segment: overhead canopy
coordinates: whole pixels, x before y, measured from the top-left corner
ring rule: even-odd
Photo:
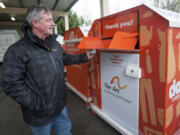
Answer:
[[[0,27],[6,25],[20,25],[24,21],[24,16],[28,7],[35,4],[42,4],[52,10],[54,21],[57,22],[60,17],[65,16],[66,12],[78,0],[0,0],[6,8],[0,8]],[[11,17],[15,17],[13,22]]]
-------
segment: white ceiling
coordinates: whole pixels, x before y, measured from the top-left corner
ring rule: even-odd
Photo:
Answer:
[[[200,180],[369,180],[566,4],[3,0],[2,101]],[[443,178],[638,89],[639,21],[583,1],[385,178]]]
-------
_Task statement_: A complete answer reproduces every line of the records in which the word "segment" occurs.

_Exercise solution_:
segment: overhead canopy
segment: white ceiling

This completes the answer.